Extract every line below that contains the word "metal", and list those lines.

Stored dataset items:
####
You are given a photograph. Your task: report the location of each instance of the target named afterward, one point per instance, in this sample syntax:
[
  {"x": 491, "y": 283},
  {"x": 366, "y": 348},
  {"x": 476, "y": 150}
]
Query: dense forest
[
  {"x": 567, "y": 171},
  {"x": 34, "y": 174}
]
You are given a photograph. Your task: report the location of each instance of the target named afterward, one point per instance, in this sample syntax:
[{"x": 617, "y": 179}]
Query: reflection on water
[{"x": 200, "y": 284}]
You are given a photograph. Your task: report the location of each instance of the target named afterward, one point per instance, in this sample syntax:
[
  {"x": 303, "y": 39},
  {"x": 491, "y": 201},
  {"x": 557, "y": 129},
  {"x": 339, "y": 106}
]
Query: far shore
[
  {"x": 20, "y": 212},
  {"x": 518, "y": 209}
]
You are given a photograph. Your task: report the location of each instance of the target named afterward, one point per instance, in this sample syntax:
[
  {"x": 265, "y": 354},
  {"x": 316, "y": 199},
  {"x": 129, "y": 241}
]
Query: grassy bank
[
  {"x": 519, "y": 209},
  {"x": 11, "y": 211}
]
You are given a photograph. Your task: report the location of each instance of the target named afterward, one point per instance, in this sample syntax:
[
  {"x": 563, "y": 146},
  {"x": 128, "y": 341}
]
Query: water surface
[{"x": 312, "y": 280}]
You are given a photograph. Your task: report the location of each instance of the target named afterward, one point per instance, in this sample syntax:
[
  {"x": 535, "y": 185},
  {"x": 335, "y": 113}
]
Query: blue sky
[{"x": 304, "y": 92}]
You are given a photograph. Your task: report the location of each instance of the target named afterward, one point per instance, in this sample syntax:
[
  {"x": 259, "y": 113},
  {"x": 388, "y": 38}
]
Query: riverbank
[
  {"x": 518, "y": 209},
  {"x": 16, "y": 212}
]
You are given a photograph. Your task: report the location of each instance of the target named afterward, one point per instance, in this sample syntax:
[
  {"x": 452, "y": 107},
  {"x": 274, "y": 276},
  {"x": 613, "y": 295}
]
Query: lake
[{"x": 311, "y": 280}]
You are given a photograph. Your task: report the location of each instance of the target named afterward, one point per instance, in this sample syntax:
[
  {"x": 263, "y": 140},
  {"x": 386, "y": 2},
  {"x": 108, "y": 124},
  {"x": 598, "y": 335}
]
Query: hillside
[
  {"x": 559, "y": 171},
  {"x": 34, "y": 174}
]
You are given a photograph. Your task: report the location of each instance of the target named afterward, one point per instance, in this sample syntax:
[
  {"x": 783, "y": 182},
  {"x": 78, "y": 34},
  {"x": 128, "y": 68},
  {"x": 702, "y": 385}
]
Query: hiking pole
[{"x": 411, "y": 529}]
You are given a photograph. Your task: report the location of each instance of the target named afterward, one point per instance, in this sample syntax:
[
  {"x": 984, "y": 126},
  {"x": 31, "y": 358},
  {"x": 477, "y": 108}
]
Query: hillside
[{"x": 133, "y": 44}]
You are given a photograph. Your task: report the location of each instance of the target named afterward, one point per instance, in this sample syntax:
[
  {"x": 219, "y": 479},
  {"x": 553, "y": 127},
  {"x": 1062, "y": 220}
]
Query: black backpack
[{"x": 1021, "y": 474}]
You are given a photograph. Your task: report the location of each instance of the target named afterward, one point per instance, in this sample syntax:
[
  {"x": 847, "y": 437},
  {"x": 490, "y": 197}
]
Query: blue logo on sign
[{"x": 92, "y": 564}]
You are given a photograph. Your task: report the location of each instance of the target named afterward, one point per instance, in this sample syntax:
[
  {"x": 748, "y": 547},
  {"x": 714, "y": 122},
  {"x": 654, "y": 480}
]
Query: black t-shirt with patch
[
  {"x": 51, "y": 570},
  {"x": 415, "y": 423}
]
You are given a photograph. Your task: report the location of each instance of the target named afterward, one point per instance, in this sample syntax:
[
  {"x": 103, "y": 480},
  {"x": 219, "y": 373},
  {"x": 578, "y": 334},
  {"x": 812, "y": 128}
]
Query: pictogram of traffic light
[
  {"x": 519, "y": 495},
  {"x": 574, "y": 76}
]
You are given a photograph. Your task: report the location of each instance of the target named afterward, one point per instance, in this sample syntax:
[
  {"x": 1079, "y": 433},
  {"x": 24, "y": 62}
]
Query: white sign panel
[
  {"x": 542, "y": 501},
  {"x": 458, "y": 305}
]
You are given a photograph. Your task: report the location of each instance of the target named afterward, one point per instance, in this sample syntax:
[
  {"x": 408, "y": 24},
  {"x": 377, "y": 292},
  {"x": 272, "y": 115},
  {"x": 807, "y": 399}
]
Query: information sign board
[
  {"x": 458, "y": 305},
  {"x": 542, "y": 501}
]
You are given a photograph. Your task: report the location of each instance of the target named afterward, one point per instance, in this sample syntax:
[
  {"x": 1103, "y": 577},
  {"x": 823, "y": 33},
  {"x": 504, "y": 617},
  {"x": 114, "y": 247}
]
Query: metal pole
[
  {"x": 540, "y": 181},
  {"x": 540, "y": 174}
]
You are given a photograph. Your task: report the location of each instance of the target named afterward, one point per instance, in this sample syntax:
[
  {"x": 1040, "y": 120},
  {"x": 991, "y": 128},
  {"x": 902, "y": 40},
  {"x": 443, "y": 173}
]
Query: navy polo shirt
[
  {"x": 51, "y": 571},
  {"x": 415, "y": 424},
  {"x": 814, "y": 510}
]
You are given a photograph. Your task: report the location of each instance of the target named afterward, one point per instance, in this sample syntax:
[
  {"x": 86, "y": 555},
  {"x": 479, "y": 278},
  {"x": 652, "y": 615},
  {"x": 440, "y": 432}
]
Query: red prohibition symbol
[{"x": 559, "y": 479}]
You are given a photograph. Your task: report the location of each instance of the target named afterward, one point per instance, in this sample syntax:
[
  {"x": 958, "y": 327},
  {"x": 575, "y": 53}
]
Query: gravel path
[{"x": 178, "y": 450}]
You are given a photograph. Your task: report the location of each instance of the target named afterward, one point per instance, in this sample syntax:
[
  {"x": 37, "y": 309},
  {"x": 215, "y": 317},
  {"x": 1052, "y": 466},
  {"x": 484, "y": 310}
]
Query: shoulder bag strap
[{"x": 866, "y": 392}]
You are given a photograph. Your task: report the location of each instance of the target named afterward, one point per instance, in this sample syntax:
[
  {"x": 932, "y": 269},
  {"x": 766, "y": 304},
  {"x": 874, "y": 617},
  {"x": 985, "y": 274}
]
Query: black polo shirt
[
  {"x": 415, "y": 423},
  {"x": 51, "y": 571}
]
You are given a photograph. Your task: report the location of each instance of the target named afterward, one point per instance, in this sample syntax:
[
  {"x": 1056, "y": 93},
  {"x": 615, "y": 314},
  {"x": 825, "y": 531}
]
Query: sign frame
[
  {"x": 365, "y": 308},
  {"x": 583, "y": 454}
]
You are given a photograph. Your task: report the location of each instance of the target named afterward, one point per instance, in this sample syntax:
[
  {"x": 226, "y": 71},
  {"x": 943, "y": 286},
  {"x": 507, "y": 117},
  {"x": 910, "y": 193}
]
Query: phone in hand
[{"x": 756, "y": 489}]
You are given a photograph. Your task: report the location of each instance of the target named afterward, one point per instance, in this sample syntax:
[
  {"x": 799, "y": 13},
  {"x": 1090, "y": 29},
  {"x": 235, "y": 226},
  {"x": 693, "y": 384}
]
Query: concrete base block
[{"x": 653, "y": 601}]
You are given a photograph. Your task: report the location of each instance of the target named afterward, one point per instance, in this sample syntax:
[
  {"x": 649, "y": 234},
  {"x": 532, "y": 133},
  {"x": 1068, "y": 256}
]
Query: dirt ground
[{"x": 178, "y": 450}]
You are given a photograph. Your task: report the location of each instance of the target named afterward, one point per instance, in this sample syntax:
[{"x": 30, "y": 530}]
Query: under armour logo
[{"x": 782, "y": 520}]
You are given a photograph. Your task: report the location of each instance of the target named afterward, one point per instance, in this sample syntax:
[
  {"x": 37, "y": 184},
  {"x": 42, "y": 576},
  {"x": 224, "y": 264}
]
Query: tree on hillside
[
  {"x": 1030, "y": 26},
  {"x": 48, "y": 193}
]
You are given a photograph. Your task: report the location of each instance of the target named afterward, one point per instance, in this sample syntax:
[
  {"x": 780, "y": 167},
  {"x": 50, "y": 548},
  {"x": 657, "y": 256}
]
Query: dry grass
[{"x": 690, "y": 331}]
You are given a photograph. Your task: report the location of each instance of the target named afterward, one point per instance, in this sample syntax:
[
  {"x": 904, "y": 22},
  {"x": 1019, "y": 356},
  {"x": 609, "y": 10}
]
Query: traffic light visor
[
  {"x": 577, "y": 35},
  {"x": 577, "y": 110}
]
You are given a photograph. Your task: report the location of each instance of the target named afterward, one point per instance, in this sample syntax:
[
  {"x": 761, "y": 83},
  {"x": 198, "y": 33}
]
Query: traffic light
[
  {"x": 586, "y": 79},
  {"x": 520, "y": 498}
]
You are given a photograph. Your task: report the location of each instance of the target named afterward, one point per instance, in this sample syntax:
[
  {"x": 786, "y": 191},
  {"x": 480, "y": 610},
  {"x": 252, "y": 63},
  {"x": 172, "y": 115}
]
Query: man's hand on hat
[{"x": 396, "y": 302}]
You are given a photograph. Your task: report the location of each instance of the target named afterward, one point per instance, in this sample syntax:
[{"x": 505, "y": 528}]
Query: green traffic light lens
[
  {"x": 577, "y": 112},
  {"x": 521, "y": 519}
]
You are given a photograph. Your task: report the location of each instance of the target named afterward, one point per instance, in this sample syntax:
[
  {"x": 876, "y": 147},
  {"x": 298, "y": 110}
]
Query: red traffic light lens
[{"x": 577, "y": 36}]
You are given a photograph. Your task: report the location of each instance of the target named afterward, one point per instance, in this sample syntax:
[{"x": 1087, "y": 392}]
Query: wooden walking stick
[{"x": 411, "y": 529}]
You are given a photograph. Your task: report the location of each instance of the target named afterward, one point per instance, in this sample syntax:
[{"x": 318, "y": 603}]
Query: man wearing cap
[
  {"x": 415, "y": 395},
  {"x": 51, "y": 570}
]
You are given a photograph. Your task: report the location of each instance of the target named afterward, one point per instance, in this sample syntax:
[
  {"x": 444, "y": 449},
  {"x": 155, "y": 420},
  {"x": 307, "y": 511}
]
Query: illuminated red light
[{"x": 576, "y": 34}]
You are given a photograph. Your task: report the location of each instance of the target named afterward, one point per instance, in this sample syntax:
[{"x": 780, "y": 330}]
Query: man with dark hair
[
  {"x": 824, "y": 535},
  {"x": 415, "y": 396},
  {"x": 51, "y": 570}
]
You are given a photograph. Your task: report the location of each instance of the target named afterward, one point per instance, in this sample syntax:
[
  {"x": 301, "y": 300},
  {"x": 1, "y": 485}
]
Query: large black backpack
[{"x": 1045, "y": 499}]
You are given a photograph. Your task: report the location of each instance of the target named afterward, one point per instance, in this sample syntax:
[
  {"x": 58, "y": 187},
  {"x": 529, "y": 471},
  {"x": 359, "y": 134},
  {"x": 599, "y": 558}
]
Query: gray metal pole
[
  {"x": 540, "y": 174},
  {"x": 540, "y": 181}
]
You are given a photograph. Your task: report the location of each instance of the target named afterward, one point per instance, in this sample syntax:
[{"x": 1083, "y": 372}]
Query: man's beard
####
IN RESPONSE:
Query: metal pole
Query: gray metal pole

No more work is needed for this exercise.